• **EXERCISES TO COMPLETE**
- 1) Can you reproduce the post about secondary school word for word, from "One advantage of" to "attending that school!"?
- 2) Would you carry on the post about secondary school from the point where it stops?

• **QUOTED TEXT**
— Begin —
Schooling

Jan. 10th, 2005 10:47 pm
ellarien: Blue/purple pansy (Default)
[personal profile] ellarien
These ramblings were inspired by [livejournal.com profile] mrissa's post , as pointed to by [livejournal.com profile] yhlee.


My secondary (age 11-18) school was small even by British standards, tiny by American ones, with an intake of 60-80 girls per year. Yes, girls. It was also both mostly fee-paying and academically selective; I got there by taking a competitive examination at age not-quite-11, which gained me a local-authority funded scholarship. 1975, the year I entered, was the last year of that scheme, and I was one of the youngest in my class; if I'd been born even three months later, I'd have been stuck with the local comprehensive and my life would have been rather different. I was very much happier there than I had been at primary school, mostly because it was possible to get a certain amount of respect for academic ability even while having neither looks nor social skills.

One advantage of going to an 'independent' school was that we got slightly longer vacations than the other schools, and Friday afternoons free. I suspect this was what most of us thought of when we were repeatedly told how 'privileged' we were to be attending that school!


It was a deeply old-fashioned place, steeped in hundred-year-old tradition. The headmistress -- a delightfully dotty woman -- presided over morning Assembly in her academic gown. We sat in columns of individual desks facing the front -- alphabetically assigned to seats, the first year -- and a lot of lessons consisted of writing to dictation with a fountain pen. Everyone studied Latin for at least their first year, learning declensions and conjugations by chanting aloud around the classroom. There was one male teacher, who led a lonely existence on the top floor of the Science block and endeared himself to the pupils by goofy humour that included sending returned exercise books flying across the Chemistry lab. The facilities were old-fashioned, too; audio-visual aids consisted of filmstrips, reel-to-reel tape, and an epidiascope, while the state school where my father taught had film projectors and VCRs. The Physics lab had an amazing array of broken cathode-ray demonstration tubes and other bits of equipment: 'If this worked, this is what would happen'. On the other hand, there were plenty of books -- so many that it was hard to carry the necessary quantity around or fit them all into the allotted storage space. In my last year, I was able to spend one of my free periods every week using The Computer.
— End —
• **Named region outline records**
— Begin —
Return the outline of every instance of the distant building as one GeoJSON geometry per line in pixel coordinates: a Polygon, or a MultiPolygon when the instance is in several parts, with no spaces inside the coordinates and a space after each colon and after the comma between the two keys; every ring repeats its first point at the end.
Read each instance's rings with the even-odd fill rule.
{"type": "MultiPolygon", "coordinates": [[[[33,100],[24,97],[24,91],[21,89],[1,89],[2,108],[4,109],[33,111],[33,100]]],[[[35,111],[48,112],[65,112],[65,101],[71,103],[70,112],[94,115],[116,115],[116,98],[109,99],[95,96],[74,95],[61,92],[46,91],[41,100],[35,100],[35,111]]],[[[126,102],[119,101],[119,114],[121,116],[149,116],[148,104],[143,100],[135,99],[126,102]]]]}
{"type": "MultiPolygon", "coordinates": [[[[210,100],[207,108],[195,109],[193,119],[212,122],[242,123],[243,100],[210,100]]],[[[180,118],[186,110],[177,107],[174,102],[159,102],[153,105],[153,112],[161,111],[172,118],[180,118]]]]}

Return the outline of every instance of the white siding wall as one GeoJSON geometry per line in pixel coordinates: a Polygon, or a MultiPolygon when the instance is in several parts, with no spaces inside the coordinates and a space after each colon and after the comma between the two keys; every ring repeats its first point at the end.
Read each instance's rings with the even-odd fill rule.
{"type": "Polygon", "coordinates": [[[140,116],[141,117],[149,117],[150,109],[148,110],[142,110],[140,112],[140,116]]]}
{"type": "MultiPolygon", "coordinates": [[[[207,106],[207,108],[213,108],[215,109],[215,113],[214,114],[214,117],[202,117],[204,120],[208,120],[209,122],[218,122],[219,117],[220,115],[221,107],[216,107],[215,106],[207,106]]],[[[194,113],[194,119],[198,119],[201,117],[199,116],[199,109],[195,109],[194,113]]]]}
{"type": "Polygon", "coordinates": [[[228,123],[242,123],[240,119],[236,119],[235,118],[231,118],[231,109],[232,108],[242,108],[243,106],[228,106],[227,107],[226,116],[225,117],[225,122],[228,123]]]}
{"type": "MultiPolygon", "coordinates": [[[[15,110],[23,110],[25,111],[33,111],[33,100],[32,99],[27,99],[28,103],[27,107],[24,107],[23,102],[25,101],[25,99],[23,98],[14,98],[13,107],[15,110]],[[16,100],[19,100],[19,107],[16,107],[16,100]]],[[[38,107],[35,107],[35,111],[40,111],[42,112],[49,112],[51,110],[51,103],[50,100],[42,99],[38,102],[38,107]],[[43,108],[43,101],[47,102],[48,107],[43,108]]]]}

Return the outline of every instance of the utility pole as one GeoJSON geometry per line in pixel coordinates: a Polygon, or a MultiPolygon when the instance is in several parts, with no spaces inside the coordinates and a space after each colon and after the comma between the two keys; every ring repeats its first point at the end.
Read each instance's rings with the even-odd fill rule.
— End —
• **SET OF ANSWERS**
- 1)
One advantage of going to an 'independent' school was that we got slightly longer vacations than the other schools, and Friday afternoons free. I suspect this was what most of us thought of when we were repeatedly told how 'privileged' we were to be attending that school!

- 2)
There was a uniform -- all the secondary schools had uniforms in those days. Ours was of a rather peculiar nature; it consisted of very specific items to be purchased from specific stores, but we were far too small a market for the stores to keep the things in stock year after year, so the specifications kept changing. Any previously-valid uniform item was allowed, even if it was handed down from a several-years-older sister, and there were usually two blouse patterns and two summer-frock fabrics in each set of prescriptions. It was therefore quite unusual to see two girls wearing exactly the same outfit. I don't remember much in the way of competitive dressing, though -- certainly nothing like the stress my younger sister suffered when the state schools abolished uniform and all the girls wanted to wear their best fashions to school all the time. Skirts were de rigeur, of course; long hair was to be tied back at all times; and makeup, long nails, and jewellery were strictly forbidden. (The jewellery rule was slightly relaxed by the time I was fifteen or so, but it proved impossible to convince the school secretary of this, so we had to hide our slender necklaces before venturing into her lair. The secretary had been there in my mother's time, and ought to have retired years before; the entire student body and half the staff were terrified of her.) I can't have found these restrictions very onerous; in fact, they've become choices I mostly stick to even now.

Twice a year, the curriculum stopped for two weeks of formal written examinations, the percentage marks for which were afterwards announced in class and posted on the classroom bulletin board in ranked lists. Everyone would then become obsessed with calculating and recalculating their 'average' as the results trickled out over the following week. Blessed with a flypaper memory and a mathematical turn of mind, I consistently scored near or at the top of the class in everything except art and music, and thrived on it, though I was nearly always sick the weekend after the exams finished; it must have been brutal for the girls who scored in the low thirties time after time. If I hadn't been inclined to measure my self-worth by my academic success when I started, I certainly was by the time I finished. It was very, very intense, particularly in the high-school-equivalent years when I was taking external exams every summer. School was my life; homework took up nearly all the time between five-o'clock dinner and bed-time, as well as the bus-journeys home. Living an hour away by bus, I couldn't take part in such extra-curricular activities as there were, but I don't remember being much bothered by that.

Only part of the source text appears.